(Trecho selecionado):
┌────────

Rebelo diz que os próprios indígenas estão divididos quanto à exploração do garimpo em suas terras.
"Na área Ianomâmi há o garimpo ilegal e aquele realizado com a tolerância das lideranças locais", afirma.
UOL - Em palestra recente, o sr. falou, referindo-se à tragédia na área yanomami, em Roraima, que está havendo "demonização dos garimpeiros". Não ficou comprovado para o sr. que a contaminação por mercúrio, que causou tantas doenças naqueles indígenas, foi causada pelos garimpeiros ilegais?
Aldo Rebelo - Estão comprovados os crimes de contaminação dos rios por mercúrio e que isso é consequência do inaceitável garimpo ilegal, bem como as doenças daí decorrentes. Mas a pergunta que espera uma resposta é a seguinte: por que não se obedece ao artigo 174 da Constituição, que determina que o Poder Público deve favorecer, isso mesmo, favorecer a organização da atividade garimpeira em cooperativas, levando em conta a proteção do meio ambiente e a promoção econômico-social dos garimpeiros?
O próprio governo do presidente Lula enviou ao Congresso um projeto de lei criando o Estatuto do Garimpeiro, argumentando em favor da formalização da atividade problemas como a evasão fiscal, danos ao meio ambiente, a saúde e a segurança dos trabalhadores. O projeto virou lei em 2008, estabelecendo a prioridade para as cooperativas de garimpeiros na permissão de lavra.
É com base nessa lei que o município como Altamira, onde me encontro no momento, pode usufruir da receita da compensação financeira pela exploração mineral que destina 60% dos recursos ao município, 15% ao estado e 25% à União, sendo que a atividade legal pode ser fiscalizada pelos órgãos de controle e meio ambiente.
Nessa mesma palestra o sr. disse que a tragédia dos yanomamis não é novidade. Apesar de os indígenas estarem em condições difíceis há muito tempo, funcionários do Ibama e estudiosos dizem que nunca viram tragédia humanitária igual. Não acha que o caso atual tem uma gravidade inédita?

└────────

(Informações fornecidas):
┌────────

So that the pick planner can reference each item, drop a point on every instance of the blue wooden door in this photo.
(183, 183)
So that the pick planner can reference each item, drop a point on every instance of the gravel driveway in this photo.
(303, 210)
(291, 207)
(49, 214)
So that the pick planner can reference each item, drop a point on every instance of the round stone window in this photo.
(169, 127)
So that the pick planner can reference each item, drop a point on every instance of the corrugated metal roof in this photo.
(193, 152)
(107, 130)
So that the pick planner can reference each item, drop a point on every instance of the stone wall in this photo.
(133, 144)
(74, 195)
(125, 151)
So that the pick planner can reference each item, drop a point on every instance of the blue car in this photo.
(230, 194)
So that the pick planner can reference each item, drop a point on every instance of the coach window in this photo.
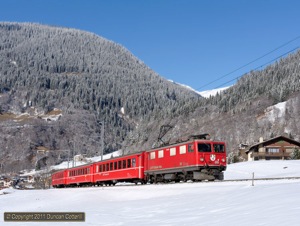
(161, 154)
(152, 155)
(191, 148)
(204, 147)
(219, 148)
(172, 151)
(128, 163)
(182, 149)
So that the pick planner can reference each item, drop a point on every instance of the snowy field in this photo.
(220, 203)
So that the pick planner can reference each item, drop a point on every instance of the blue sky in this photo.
(192, 42)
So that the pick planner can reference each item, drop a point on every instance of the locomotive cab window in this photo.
(219, 148)
(191, 148)
(202, 147)
(128, 163)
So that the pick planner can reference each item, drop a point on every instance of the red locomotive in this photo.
(196, 159)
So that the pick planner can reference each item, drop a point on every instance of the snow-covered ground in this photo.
(219, 203)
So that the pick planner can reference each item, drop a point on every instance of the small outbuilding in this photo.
(279, 148)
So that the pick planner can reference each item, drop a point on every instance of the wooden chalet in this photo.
(279, 148)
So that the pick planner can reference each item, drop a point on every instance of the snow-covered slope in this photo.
(221, 203)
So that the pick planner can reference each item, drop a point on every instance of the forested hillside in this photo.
(87, 78)
(59, 85)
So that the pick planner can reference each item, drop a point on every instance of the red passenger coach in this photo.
(79, 176)
(196, 160)
(128, 168)
(59, 179)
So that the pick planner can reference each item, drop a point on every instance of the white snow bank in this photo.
(192, 204)
(263, 169)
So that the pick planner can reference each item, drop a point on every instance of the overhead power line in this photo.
(260, 66)
(223, 76)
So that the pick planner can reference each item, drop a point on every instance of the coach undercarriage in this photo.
(194, 174)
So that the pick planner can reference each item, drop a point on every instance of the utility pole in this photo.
(73, 152)
(102, 139)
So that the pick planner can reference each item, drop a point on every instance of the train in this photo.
(195, 159)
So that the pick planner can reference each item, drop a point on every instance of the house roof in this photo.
(274, 139)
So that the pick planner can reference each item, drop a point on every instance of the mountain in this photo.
(59, 86)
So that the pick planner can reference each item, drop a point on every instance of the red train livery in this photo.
(196, 159)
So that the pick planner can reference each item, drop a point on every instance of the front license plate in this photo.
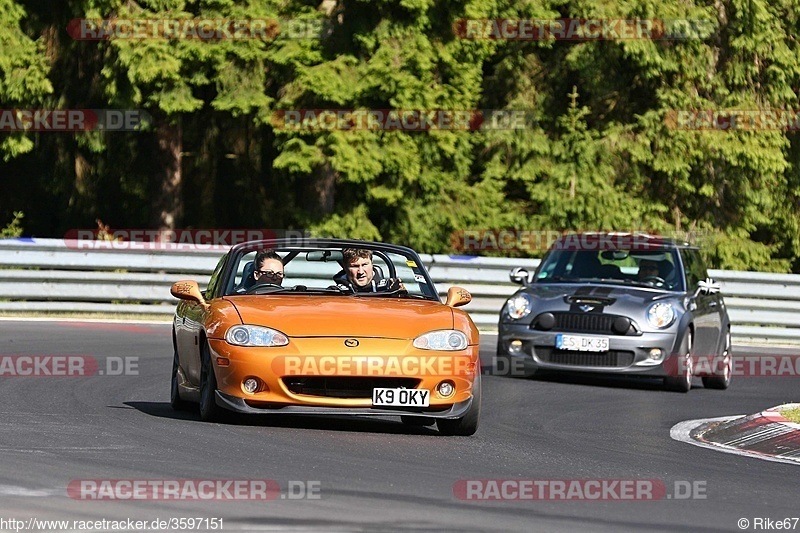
(579, 343)
(401, 397)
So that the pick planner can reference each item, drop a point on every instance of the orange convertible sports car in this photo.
(326, 326)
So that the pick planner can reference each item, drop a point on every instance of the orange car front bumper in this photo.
(343, 376)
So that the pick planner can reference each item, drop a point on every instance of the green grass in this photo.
(793, 415)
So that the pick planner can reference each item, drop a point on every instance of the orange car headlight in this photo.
(450, 340)
(247, 335)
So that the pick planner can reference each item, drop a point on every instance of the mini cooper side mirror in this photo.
(456, 297)
(188, 290)
(519, 276)
(708, 286)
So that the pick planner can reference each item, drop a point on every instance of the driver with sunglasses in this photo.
(268, 268)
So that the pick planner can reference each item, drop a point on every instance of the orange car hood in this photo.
(337, 316)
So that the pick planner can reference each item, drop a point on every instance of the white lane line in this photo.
(682, 430)
(14, 490)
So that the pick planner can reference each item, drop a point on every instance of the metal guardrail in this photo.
(53, 275)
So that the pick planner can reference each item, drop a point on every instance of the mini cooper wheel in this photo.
(209, 410)
(721, 381)
(467, 424)
(681, 381)
(175, 400)
(508, 366)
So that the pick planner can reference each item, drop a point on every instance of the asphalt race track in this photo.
(374, 475)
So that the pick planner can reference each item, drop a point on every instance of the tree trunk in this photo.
(167, 199)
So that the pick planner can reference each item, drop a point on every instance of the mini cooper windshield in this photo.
(657, 268)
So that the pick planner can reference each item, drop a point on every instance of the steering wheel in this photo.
(254, 288)
(655, 280)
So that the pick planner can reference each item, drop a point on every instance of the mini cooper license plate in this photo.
(401, 397)
(582, 344)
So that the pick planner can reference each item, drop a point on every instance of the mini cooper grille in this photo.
(611, 358)
(584, 322)
(344, 387)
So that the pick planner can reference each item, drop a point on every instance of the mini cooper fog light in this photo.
(446, 388)
(250, 385)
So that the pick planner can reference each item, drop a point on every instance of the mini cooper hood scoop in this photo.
(575, 299)
(599, 295)
(344, 316)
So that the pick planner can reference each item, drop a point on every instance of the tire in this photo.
(209, 410)
(417, 420)
(722, 382)
(467, 424)
(684, 367)
(175, 400)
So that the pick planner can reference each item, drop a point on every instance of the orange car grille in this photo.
(345, 387)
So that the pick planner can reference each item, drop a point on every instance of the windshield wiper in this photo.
(297, 289)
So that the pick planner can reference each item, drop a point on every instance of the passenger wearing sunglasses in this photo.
(268, 268)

└────────

(Exercícios):
[a] Reescreva a parte da entrevista com Aldo Rebelo que vai de "Nessa mesma palestra" até "uma gravidade inédita?", inclusive, trocando "Ibama" por "Funai".
[b] Conforme a entrevista com Aldo Rebelo, como se distribuem os recursos da compensação financeira pela exploração mineral?

(Soluções dos exercícios):
[a]
Nessa mesma palestra o sr. disse que a tragédia dos yanomamis não é novidade. Apesar de os indígenas estarem em condições difíceis há muito tempo, funcionários do Funai e estudiosos dizem que nunca viram tragédia humanitária igual. Não acha que o caso atual tem uma gravidade inédita?

[b] Destinam-se 60% ao município, 15% ao estado e 25% à União.